WORK REQUEST A:
Answer these questions about the bone marrow transplant article:
(i) In what year was Fernandez diagnosed with chronic myeloid leukemia?
(ii) In what city is the Be The Match registry based?
(iii) Who gave Robin Roberts her bone marrow donation?
WORK REQUEST B: Write out the part of the bone marrow transplant article that opens with the words containing "Delia Fernandez is" and closes with "bone marrow donors.".

TEXT EXCERPT:
==============================

Delia Fernandez is looking for her perfect match.
Not for love, but to stay alive.
The married mother of four, who was diagnosed with chronic myeloid leukemia in 2008, has waited nearly two years for a new bone marrow transplant.
Anti-cancer drugs didn’t work. Nor did a previous transplant.
Donor and recipient DNA have to be close for transplants to work.
So far, doctors scouring a registry of potential bone marrow donors for a match that will work and not cause new complications have come up empty-handed.
That’s why Fernandez, 38, a resident of Hiram, wants people to join the registry as potential donors, particularly African-Americans, Asians and Latinos. Minorities are underrepresented on Minneapolis-based Be The Match, a large registry of potential bone marrow donors.
More than 70 types of diseases, including leukemia and lymphoma, can be treated with bone marrow transplants.
She said the decision by “Good Morning America” co-anchor Robin Roberts to go public with her battle against myelodysplastic syndrome, a rare blood disease, helped raise awareness about the importance of bone marrow transplants, which replaces ill blood-forming stem cells with healthy ones. Roberts, who recently returned to work, received a bone marrow donation from her sister.
“This is not just for me but to help save other people’s lives,” said Fernandez, a logistics analyst for an Atlanta company.
For those needing such transplants there’s a 30-percent chance that a family member, particularly siblings with the same two parents, will be a full match.

==============================

DATA RECORDS:
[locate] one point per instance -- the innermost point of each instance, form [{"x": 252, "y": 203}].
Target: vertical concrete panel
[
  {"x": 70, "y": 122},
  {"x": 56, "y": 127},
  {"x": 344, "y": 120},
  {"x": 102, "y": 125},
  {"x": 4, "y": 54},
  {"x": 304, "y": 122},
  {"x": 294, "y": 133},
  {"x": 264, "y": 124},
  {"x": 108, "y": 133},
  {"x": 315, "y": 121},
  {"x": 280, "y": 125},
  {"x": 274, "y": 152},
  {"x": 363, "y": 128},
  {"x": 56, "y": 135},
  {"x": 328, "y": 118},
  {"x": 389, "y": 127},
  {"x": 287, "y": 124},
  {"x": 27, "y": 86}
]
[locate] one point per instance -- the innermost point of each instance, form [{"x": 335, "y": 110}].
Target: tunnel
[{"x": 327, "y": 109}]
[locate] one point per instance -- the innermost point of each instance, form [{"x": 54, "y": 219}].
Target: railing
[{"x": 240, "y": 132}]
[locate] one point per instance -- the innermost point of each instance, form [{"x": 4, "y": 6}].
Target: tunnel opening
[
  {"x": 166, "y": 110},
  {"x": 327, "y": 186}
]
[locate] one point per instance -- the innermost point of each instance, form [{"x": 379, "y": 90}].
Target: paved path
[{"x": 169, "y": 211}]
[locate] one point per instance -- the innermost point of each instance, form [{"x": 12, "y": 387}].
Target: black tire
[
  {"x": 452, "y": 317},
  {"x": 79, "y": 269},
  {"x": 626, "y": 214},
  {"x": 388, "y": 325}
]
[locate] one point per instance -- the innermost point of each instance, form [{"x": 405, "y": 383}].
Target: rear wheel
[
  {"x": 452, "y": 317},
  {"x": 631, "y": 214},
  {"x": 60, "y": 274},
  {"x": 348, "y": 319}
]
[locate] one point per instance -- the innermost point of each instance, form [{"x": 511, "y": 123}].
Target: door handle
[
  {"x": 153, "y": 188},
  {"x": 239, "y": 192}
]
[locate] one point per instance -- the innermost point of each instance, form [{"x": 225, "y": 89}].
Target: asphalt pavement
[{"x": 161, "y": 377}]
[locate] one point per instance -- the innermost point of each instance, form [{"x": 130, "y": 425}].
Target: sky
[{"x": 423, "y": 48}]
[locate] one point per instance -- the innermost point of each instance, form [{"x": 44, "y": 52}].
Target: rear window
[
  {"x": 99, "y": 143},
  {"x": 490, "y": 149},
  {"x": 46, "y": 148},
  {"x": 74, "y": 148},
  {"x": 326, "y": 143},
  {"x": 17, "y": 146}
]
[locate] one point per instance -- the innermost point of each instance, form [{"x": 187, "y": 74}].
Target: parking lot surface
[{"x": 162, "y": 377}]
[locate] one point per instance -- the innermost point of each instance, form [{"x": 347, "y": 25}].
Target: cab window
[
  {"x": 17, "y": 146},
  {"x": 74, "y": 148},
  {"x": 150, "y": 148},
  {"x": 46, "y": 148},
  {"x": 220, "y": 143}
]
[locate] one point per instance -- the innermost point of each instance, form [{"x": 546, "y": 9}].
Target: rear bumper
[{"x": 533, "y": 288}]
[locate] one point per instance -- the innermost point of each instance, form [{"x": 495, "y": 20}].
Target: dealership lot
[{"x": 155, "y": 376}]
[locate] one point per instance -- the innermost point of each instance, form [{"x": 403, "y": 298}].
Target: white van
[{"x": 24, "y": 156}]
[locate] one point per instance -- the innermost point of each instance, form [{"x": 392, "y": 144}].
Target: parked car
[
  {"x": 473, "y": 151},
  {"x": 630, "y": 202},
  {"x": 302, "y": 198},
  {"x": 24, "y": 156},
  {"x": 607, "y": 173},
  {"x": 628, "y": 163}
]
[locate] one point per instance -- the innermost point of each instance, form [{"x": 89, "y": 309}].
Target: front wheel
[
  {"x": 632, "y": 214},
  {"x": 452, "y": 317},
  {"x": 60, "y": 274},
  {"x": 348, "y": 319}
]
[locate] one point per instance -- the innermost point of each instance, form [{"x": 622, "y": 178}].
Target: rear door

==============================

EXPECTED ANSWER A:
(i) 2008
(ii) Minneapolis
(iii) Her sister

EXPECTED ANSWER B:
Delia Fernandez is looking for her perfect match.
Not for love, but to stay alive.
The married mother of four, who was diagnosed with chronic myeloid leukemia in 2008, has waited nearly two years for a new bone marrow transplant.
Anti-cancer drugs didn’t work. Nor did a previous transplant.
Donor and recipient DNA have to be close for transplants to work.
So far, doctors scouring a registry of potential bone marrow donors for a match that will work and not cause new complications have come up empty-handed.
That’s why Fernandez, 38, a resident of Hiram, wants people to join the registry as potential donors, particularly African-Americans, Asians and Latinos. Minorities are underrepresented on Minneapolis-based Be The Match, a large registry of potential bone marrow donors.